# Getting started 🚀

Welcome to the ICRA 2024 Cloth Competition! In this notebook we will load and explore the data.

Run the cell below to download a part of the dataset (10 samples, this is ~1 GB) and unzip it.
You only need to run the cell once, then you can comment it out.

☁️ For the full dataset, see: https://cloud.ilabt.imec.be/index.php/s/Sy945rbamg8JMgR

## 1. Directory structure 📂

In [None]:
import os
from dataclasses import fields
from pathlib import Path

import cv2
import matplotlib.pyplot as plt
import numpy as np
import open3d as o3d
from airo_camera_toolkit.point_clouds.conversions import point_cloud_to_open3d
from airo_dataset_tools.data_parsers.pose import Pose
from cloth_tools.annotation.grasp_annotation import GraspAnnotation
from cloth_tools.dataset.format import load_competition_observation
from cloth_tools.dataset.download import download_and_extract_dataset
from cloth_tools.visualization.opencv import draw_pose


data_dir = Path("data")
dataset_dir = data_dir / "cloth_competition_dataset_0000_0-9"

In [None]:
os.path.exists(dataset_dir)

In the cell below we download a small part (10 episodes) of the dataset if no dataset was found.

(Pointing and labeling entries)

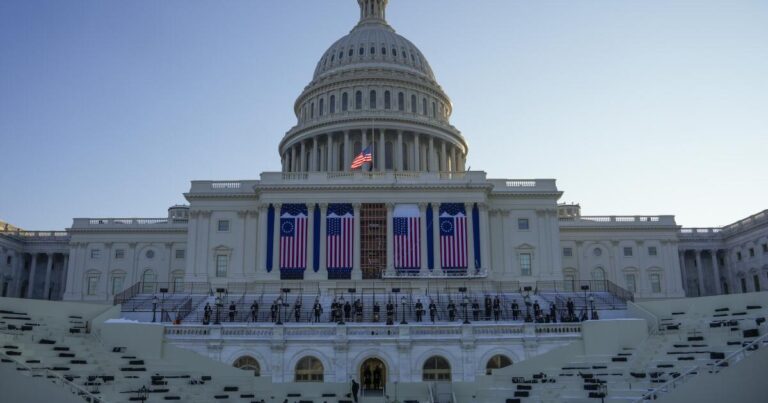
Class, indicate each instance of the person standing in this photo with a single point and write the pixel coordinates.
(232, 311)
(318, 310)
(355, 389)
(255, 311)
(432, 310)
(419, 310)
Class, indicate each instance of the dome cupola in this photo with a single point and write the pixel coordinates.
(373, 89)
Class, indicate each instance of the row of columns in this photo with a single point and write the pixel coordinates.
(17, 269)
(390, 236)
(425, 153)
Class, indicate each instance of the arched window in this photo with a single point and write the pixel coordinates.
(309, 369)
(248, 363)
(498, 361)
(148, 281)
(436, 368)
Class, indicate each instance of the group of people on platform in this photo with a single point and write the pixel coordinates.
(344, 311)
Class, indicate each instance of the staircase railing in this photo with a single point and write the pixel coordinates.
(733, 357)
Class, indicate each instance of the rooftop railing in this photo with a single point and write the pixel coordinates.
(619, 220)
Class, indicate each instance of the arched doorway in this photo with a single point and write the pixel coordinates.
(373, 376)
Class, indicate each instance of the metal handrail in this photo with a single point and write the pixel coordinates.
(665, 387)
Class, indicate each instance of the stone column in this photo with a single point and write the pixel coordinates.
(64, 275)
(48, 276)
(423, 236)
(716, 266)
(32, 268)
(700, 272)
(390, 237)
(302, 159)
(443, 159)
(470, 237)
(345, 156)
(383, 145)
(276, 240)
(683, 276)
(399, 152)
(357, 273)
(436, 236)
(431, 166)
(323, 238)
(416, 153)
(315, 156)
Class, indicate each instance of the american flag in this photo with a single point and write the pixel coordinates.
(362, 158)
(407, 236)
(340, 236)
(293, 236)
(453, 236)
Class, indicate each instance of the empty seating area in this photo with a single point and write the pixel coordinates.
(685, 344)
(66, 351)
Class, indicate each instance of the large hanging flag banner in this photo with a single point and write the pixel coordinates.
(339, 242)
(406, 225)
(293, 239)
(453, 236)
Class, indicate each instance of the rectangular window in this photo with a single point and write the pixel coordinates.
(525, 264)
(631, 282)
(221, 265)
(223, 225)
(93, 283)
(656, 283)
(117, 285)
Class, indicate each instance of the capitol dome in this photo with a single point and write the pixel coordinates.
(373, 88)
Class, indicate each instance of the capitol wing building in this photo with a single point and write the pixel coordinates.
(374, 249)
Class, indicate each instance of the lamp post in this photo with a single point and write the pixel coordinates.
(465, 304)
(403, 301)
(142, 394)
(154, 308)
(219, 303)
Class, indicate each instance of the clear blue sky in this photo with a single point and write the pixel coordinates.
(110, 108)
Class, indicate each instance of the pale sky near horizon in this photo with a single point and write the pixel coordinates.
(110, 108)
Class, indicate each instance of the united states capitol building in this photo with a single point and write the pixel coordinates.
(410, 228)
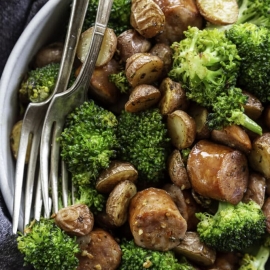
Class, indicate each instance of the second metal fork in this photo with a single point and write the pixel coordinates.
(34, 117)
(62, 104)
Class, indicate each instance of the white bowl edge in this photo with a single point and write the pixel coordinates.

■ **What to work on**:
(a) Answer these questions using the cloth competition notebook:
(i) How many samples does the partial dataset download contain?
(ii) To what folder name is data_dir set?
(iii) How many times does the download cell need to be run?
(b) Swap "single point" for "single marker" in the records, beginning at the line that has "Class, indicate each instance of the capitol wing" and continuing through the end of the records. Leave out the pictures and keep everything else unchanged.
The cloth competition notebook has no connection to the records.

■ **The answers**:
(a)
(i) 10 samples
(ii) "data"
(iii) Once

(b)
Class, indicate each instance of the capitol wing building in this photo with a single marker and write the pixel coordinates.
(374, 249)
Class, indicate each instance of the lamp post in this photo with a single marker and write the pixel coordinates.
(465, 304)
(403, 301)
(142, 394)
(154, 308)
(219, 303)
Class, indicate each instance of the clear blue sky in this photo with a single marker and write the pixel coordinates.
(110, 108)
Class, indicate each instance of the pale sky near horizon in this photo with a single marker and write the pixel coordinates.
(110, 108)
Class, indicate each instance of the united states capitol building in this photo with a single marker and write the pixel coordinates.
(410, 228)
Class, indicate each instance of the second metal fork in this photo with a single marker and write the pixel coordinates.
(34, 117)
(62, 104)
Class, indicate each instance of the white bowl edge in this photo with a single marker and write the pixel coordinates.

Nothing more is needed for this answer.